* Reading passage:
A provision of our warrant agreement may make it more difficult for us to consummate an initial business combination.
Unlike some blank check companies, if
we issue additional ordinary shares or equity-linked securities for capital raising purposes in connection with the closing of the initial business combination at an issue price or effective issue price of less than $9.20 per ordinary share (with such issue price or effective issue price to be determined in good faith by our board of directors and, in the case of any such issuance to the sponsor or its affiliates, without taking into account any founder shares held by the sponsor or such affiliates, as applicable prior to such issuance (the “newly issued price”);
the aggregate gross proceeds from such issuances represent more than 60% of the total equity proceeds, and interest thereon, available for the funding of our initial business combination on the date of the completion of our initial business combination (net of redemptions), and
the volume weighted average trading price of our Class A ordinary shares during the 20 trading day period starting on the trading day prior to the day on which we consummate our initial business combination (such price, the “market value”) is below $9.20 per share,
then the exercise price of the warrants will be adjusted to be equal to 115% of the higher of the market value and the newly issued price, and the $18.00 per share redemption trigger price applicable to our warrants will be adjusted (to the nearest cent) to be equal to 180% of the higher of the market value and the newly issued price. This may make it more difficult for us to consummate an initial business combination with a target business.

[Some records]
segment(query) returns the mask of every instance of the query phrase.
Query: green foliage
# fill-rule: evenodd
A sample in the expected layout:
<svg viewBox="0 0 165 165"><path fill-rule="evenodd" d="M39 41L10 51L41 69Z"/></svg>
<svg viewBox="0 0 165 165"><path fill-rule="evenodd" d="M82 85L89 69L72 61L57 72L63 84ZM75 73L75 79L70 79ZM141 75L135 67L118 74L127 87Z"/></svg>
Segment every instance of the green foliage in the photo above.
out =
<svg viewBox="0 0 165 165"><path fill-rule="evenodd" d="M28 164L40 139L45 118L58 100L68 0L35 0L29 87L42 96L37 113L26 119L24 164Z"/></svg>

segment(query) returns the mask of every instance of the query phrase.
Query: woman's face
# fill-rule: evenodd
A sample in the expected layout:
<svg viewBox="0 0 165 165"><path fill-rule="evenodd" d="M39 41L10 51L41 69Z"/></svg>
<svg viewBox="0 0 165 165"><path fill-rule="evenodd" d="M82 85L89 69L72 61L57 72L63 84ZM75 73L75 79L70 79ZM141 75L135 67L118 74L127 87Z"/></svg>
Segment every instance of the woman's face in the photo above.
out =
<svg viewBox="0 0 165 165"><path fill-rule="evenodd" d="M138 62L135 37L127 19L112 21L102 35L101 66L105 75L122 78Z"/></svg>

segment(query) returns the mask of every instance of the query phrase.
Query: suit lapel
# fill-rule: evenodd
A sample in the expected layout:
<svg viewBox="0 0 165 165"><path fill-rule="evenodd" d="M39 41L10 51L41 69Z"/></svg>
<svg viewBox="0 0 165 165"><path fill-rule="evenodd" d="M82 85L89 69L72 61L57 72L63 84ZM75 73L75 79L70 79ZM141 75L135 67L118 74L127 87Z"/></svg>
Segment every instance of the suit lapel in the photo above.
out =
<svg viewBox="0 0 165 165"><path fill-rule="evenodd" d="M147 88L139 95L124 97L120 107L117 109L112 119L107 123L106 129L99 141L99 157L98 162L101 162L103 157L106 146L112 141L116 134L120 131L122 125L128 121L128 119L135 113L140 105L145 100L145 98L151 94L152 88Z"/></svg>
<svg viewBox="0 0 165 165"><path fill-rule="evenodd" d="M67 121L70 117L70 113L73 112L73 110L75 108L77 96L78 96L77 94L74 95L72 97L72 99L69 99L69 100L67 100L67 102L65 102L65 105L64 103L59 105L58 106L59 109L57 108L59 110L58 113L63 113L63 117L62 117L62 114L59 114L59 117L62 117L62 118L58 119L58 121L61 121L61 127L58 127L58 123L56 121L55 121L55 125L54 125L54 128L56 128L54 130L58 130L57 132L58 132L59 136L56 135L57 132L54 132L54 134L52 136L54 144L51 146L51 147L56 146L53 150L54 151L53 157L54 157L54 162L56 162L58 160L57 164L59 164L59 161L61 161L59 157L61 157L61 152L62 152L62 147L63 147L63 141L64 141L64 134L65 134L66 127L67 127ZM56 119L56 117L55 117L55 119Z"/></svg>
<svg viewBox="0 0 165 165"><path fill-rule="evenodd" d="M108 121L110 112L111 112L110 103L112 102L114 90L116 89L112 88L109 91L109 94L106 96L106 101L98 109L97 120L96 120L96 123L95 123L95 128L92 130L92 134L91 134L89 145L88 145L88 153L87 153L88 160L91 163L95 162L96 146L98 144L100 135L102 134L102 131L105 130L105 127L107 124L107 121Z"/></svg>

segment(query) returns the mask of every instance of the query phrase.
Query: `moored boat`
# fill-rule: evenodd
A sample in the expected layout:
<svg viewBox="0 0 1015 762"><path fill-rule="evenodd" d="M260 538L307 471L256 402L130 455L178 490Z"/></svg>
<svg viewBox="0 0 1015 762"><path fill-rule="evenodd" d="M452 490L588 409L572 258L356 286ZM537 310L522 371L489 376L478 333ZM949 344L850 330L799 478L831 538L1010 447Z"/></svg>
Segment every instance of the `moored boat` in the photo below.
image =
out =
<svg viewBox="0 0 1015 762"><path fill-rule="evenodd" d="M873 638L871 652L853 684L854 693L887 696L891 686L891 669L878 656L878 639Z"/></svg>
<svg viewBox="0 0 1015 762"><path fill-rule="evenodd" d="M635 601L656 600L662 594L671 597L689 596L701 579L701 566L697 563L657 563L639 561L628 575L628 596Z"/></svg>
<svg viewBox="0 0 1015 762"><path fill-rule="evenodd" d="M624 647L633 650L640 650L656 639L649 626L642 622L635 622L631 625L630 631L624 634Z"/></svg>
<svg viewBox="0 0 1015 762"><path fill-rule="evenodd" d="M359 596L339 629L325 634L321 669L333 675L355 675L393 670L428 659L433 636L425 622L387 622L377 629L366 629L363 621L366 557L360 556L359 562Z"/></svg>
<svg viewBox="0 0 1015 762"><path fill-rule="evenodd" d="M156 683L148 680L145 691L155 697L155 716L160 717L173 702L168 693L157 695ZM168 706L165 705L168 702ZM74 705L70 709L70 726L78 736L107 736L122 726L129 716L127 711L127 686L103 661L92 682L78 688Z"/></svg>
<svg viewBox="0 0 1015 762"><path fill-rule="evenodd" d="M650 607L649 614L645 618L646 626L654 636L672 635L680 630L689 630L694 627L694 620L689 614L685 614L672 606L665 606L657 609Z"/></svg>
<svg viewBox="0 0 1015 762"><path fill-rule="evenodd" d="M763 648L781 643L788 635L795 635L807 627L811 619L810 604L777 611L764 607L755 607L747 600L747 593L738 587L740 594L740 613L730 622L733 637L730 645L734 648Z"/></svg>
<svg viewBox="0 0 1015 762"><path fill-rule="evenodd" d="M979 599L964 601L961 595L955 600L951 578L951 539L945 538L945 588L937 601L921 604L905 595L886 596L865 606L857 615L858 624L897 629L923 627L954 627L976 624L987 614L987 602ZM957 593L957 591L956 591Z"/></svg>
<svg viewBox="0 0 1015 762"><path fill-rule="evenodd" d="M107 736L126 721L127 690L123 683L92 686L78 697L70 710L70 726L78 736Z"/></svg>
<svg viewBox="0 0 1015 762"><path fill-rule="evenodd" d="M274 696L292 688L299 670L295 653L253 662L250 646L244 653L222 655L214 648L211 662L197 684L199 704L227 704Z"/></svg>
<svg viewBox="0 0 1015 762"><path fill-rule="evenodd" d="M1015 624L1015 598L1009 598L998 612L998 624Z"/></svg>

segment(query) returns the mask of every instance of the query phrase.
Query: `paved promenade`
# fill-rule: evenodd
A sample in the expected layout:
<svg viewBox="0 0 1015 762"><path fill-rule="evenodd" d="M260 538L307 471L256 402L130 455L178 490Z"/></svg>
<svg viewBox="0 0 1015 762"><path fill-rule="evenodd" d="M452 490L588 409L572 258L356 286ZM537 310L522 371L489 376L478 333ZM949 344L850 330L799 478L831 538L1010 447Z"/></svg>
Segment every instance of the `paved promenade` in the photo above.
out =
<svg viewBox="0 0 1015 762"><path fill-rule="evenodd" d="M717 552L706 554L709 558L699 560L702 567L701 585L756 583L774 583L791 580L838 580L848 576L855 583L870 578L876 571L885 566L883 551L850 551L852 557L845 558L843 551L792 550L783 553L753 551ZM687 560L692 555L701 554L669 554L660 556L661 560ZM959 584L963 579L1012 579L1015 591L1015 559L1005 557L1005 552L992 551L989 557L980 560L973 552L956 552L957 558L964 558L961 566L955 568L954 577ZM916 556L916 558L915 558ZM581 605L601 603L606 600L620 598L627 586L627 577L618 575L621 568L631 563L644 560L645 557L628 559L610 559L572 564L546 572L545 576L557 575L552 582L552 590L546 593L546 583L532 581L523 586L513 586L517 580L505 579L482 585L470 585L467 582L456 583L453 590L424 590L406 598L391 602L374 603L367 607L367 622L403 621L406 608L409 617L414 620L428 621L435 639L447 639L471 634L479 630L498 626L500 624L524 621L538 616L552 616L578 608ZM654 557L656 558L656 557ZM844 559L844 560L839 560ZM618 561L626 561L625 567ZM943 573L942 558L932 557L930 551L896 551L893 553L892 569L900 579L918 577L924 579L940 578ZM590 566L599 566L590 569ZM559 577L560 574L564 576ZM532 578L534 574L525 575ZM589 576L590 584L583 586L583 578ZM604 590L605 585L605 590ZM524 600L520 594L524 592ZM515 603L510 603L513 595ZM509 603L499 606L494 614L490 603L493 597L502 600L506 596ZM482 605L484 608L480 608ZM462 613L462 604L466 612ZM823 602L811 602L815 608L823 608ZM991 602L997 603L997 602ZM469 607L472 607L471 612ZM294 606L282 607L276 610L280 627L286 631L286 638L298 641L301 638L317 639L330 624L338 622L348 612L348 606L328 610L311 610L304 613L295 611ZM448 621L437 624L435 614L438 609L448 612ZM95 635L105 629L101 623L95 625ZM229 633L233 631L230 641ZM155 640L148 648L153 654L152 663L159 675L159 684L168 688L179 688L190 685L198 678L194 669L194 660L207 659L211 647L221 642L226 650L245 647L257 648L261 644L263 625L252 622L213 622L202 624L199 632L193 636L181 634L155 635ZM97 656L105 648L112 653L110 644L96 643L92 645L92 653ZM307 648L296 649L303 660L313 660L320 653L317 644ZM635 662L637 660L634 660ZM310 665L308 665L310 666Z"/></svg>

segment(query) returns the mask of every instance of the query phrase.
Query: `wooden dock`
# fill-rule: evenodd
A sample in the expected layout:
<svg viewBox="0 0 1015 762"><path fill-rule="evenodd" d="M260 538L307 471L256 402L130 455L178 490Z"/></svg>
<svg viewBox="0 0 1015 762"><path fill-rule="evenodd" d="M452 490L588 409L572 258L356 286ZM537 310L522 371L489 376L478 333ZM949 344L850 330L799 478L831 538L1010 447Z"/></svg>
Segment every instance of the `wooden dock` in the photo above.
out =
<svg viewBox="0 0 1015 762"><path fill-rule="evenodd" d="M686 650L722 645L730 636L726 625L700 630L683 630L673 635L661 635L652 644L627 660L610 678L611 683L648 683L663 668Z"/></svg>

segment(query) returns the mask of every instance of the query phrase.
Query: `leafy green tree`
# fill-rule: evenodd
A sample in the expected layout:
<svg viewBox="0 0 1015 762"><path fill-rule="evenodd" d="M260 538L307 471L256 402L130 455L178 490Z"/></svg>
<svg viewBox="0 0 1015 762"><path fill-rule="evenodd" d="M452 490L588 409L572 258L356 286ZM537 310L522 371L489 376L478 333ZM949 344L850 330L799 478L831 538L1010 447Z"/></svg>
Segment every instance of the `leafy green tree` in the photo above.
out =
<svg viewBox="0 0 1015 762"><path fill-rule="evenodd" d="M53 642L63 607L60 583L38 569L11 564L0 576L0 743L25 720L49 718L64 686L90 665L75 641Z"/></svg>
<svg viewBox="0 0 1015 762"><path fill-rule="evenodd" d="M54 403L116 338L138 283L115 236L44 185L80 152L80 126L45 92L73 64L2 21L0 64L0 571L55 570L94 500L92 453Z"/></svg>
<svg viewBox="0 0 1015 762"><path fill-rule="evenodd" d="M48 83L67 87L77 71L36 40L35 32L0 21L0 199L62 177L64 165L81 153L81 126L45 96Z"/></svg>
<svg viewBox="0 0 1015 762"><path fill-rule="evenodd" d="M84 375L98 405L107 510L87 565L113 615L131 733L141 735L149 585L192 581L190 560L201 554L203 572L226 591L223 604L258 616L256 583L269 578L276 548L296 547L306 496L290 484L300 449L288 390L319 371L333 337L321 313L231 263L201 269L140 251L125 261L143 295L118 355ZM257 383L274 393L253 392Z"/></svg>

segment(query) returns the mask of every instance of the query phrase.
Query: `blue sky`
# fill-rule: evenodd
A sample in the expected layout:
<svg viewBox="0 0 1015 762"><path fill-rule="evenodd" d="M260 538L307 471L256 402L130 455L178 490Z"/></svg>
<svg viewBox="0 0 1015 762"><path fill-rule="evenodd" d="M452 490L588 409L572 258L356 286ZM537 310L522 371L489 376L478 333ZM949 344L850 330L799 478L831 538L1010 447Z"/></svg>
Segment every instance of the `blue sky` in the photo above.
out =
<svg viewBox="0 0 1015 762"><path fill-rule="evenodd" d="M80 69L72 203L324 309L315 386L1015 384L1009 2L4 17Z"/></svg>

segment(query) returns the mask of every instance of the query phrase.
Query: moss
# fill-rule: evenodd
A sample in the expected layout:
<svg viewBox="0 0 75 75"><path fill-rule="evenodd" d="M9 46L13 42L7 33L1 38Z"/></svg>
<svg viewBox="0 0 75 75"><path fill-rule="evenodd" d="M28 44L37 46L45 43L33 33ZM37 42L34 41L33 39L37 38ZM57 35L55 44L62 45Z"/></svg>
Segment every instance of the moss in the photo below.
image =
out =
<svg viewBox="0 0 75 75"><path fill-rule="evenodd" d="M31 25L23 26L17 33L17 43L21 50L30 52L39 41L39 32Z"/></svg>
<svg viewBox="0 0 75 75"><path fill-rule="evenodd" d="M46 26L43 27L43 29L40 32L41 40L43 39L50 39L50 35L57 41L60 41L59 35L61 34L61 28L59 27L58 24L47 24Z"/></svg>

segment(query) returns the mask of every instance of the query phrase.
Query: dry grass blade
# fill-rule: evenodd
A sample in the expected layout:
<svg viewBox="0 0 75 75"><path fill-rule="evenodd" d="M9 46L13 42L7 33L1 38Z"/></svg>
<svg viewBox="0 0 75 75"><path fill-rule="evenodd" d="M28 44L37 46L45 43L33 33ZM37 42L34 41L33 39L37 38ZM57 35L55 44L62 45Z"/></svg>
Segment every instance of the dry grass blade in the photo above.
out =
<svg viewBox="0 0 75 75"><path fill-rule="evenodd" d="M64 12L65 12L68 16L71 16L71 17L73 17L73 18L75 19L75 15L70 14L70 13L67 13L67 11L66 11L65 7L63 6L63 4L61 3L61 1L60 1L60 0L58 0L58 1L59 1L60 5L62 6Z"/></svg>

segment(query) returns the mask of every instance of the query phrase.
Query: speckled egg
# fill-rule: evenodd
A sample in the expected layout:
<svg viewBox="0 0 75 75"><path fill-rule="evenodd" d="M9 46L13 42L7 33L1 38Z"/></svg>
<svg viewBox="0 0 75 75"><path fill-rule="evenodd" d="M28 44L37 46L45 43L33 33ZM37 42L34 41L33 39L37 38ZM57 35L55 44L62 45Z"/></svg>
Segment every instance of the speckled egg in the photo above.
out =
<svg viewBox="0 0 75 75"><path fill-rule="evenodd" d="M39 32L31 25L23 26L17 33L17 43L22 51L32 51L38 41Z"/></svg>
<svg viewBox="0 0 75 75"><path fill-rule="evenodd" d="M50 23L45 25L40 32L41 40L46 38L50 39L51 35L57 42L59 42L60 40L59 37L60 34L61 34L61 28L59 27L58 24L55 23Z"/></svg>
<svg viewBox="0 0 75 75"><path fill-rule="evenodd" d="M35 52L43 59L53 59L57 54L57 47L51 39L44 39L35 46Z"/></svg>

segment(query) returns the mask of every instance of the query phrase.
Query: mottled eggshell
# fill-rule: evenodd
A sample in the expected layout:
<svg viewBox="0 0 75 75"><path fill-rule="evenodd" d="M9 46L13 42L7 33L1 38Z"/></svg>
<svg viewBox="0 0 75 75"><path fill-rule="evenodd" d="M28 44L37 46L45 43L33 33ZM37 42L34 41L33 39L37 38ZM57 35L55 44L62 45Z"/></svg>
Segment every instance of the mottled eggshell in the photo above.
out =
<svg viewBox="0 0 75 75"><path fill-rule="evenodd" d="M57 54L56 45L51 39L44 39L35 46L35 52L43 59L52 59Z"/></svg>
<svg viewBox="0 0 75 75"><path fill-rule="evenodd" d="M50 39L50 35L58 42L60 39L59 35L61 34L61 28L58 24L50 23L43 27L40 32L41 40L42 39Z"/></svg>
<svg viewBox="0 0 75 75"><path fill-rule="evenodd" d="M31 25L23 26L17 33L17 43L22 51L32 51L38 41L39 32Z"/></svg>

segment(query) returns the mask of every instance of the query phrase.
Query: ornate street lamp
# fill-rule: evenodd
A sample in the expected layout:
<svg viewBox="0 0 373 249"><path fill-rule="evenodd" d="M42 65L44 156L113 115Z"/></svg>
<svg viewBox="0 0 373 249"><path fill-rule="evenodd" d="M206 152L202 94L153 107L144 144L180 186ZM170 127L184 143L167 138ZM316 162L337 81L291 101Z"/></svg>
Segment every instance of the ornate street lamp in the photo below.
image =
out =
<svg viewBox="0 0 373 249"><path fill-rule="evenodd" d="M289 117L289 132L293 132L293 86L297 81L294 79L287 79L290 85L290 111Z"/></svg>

* Goals:
1. Which percentages does the warrant agreement passage mention? List each one.
2. Which lines of the records contain the word "lapel"? Pull out each of them, treating case as significant.

* Full solutions:
1. 60%, 115%, 180%

2.
Query: suit lapel
Segment every instance of the suit lapel in the photo above.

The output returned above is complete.